Données enregistrées:
╔══

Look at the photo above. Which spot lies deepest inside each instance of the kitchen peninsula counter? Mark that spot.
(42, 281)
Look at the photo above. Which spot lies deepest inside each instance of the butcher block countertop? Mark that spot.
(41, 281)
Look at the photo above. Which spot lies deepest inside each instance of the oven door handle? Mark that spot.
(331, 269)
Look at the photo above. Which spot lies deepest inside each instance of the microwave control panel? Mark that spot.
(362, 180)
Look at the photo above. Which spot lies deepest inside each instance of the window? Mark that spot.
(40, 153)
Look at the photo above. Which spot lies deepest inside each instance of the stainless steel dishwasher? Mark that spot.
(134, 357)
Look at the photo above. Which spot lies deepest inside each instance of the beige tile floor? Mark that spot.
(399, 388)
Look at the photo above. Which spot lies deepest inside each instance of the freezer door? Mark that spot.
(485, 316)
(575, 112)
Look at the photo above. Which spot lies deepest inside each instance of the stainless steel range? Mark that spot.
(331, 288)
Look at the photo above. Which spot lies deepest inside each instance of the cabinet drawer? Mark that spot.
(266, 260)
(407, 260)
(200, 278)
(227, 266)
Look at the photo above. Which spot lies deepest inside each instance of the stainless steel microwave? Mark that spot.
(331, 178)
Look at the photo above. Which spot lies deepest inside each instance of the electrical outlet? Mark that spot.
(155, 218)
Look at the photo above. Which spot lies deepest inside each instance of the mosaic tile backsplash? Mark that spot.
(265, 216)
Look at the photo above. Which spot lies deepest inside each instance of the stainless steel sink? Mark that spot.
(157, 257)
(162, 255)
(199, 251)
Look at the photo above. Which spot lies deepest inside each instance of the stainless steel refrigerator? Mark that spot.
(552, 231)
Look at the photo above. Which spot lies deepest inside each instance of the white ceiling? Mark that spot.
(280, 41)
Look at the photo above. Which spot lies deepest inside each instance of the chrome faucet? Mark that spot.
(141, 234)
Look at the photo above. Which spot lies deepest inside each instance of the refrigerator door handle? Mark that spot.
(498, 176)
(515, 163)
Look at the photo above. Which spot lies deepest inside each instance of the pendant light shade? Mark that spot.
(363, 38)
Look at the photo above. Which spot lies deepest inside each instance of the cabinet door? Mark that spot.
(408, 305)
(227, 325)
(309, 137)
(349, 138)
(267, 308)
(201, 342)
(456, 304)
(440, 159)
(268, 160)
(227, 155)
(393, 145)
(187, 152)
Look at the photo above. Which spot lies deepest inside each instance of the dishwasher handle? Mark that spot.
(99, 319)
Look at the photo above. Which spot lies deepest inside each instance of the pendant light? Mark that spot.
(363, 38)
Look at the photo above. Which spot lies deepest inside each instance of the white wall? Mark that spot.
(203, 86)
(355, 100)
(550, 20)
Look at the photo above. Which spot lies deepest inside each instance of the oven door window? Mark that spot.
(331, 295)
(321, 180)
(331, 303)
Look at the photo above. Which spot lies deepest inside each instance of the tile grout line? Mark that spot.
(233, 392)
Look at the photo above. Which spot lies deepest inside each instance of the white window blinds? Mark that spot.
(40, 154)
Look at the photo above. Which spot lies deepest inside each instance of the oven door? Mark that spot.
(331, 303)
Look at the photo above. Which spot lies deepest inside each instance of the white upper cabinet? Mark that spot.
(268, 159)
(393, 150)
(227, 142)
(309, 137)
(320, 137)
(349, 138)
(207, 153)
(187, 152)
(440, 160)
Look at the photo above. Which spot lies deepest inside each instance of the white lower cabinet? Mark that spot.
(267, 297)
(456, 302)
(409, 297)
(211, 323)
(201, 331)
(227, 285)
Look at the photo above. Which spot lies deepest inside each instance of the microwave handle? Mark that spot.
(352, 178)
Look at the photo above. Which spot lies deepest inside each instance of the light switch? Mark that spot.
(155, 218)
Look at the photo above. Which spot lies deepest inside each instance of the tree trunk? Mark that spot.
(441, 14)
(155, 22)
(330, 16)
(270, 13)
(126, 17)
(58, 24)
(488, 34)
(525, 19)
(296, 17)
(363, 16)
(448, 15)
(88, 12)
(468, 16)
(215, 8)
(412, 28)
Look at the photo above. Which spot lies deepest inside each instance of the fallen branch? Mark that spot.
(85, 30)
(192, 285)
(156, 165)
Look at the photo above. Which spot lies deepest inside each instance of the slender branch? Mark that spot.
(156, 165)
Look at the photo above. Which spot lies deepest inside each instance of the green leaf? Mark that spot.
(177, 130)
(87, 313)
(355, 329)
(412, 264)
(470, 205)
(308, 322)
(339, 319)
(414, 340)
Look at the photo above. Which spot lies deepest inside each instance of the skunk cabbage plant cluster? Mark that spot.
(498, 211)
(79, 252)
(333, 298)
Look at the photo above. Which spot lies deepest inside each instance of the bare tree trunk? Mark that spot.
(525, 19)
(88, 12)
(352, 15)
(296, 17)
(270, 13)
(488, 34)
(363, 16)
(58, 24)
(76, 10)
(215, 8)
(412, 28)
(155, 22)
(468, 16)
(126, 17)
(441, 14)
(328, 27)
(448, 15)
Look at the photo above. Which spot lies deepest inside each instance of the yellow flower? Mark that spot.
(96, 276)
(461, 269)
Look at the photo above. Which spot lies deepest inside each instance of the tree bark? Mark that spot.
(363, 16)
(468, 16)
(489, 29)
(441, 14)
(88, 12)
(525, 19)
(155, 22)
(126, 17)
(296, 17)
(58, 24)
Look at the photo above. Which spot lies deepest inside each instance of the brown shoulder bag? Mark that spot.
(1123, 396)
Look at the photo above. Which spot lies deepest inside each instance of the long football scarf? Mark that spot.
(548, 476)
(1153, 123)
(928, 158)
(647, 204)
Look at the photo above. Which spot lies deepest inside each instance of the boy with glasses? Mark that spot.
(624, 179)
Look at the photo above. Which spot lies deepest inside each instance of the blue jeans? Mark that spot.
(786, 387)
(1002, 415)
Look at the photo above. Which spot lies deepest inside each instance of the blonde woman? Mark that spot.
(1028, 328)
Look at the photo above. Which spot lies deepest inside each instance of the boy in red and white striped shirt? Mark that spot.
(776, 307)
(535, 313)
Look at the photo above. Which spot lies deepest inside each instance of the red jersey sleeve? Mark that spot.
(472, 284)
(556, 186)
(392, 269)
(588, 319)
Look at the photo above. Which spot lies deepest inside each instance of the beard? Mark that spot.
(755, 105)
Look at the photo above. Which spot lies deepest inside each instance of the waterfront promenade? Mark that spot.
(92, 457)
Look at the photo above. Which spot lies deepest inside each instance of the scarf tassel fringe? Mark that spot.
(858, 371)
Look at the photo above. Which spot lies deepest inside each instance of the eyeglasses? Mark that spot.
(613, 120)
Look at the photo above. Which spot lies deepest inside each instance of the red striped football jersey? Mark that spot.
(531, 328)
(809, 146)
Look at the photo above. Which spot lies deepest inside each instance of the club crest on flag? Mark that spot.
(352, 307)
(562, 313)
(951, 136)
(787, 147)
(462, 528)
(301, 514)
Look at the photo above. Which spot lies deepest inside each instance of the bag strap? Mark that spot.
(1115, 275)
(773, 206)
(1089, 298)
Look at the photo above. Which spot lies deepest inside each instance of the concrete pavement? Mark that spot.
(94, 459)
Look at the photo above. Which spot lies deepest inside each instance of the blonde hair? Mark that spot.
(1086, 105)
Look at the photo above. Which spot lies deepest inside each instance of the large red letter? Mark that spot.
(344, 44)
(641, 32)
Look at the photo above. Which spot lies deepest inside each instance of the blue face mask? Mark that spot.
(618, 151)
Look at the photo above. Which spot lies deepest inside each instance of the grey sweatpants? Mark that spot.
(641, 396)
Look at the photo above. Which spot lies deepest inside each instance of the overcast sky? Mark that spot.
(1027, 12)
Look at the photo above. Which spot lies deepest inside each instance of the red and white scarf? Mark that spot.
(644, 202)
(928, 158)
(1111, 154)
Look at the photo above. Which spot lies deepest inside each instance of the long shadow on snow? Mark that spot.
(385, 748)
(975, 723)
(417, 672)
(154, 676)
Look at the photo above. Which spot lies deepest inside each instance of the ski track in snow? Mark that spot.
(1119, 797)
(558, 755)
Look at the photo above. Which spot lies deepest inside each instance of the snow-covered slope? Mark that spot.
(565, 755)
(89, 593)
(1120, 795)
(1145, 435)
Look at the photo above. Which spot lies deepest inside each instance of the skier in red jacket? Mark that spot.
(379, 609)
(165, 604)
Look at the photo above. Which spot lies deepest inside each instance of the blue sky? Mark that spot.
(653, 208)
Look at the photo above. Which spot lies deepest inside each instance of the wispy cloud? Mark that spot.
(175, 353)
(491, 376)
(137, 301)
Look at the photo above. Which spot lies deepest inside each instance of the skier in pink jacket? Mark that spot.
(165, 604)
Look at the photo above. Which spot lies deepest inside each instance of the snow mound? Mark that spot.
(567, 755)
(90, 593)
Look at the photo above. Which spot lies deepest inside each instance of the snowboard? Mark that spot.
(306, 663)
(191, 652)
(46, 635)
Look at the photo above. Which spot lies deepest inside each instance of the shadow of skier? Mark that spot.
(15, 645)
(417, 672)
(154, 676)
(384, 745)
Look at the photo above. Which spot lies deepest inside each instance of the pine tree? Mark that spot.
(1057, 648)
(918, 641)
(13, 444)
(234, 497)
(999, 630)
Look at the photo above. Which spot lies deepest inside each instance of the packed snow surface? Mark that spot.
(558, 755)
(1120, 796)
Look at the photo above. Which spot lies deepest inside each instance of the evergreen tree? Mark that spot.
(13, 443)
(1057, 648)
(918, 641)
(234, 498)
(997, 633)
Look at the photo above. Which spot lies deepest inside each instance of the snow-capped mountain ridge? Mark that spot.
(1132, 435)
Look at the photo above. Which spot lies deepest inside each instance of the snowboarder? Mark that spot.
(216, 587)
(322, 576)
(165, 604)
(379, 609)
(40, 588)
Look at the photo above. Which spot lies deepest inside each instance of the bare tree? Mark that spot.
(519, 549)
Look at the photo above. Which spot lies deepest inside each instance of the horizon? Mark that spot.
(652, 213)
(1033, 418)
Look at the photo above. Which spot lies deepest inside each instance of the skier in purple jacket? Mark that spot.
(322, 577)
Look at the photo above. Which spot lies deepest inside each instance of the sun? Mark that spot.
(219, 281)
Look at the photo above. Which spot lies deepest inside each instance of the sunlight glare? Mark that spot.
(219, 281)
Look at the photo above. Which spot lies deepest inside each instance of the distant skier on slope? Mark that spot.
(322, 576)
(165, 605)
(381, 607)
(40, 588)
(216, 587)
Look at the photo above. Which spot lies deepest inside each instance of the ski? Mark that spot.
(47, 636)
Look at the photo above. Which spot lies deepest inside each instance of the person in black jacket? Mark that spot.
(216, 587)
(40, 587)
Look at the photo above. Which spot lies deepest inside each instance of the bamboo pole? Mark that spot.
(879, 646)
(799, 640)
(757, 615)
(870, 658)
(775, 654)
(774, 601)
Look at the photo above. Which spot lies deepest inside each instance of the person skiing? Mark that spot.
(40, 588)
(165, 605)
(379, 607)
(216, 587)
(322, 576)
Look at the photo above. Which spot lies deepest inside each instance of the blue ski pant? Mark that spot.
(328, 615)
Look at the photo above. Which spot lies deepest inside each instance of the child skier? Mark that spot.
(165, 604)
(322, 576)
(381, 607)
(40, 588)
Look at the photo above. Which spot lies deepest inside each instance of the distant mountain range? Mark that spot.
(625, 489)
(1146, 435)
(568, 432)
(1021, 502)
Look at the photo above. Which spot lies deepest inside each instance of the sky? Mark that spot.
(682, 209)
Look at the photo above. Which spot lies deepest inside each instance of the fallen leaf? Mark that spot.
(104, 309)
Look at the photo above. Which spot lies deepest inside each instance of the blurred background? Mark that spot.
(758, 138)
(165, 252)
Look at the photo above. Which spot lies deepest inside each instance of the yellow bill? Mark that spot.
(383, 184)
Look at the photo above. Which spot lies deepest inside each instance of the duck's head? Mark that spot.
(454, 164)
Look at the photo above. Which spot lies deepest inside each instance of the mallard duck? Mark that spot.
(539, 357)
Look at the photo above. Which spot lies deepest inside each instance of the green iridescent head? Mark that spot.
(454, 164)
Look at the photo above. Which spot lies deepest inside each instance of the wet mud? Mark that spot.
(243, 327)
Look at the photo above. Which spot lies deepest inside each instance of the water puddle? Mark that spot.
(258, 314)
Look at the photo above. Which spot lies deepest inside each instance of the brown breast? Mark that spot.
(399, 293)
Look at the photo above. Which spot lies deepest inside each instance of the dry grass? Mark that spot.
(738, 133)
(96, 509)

╚══

> _Consignes à suivre_
Reportez dans un tableau Markdown les lignes des enregistrements allant de celle qui contient « bare tree trunk? Mark that spot. » jusqu'à celle qui contient « (1123, 396) », toutes deux comprises. Utilisez les colonnes « N° » et « Ligne d'enregistrement », et omettez les lignes vides.

> _Réponse attendue_
| N° | Ligne d'enregistrement |
|---|---|
| 1 | Look at the photo above. Which spot lies deepest inside each instance of the bare tree trunk? Mark that spot. |
| 2 | (525, 19) |
| 3 | (88, 12) |
| 4 | (352, 15) |
| 5 | (296, 17) |
| 6 | (270, 13) |
| 7 | (488, 34) |
| 8 | (363, 16) |
| 9 | (58, 24) |
| 10 | (76, 10) |
| 11 | (215, 8) |
| 12 | (412, 28) |
| 13 | (155, 22) |
| 14 | (468, 16) |
| 15 | (126, 17) |
| 16 | (441, 14) |
| 17 | (328, 27) |
| 18 | (448, 15) |
| 19 | Look at the photo above. Which spot lies deepest inside each instance of the yellow flower? Mark that spot. |
| 20 | (96, 276) |
| 21 | (461, 269) |
| 22 | Look at the photo above. Which spot lies deepest inside each instance of the tree bark? Mark that spot. |
| 23 | (363, 16) |
| 24 | (468, 16) |
| 25 | (489, 29) |
| 26 | (441, 14) |
| 27 | (88, 12) |
| 28 | (525, 19) |
| 29 | (155, 22) |
| 30 | (126, 17) |
| 31 | (296, 17) |
| 32 | (58, 24) |
| 33 | Look at the photo above. Which spot lies deepest inside each instance of the brown shoulder bag? Mark that spot. |
| 34 | (1123, 396) |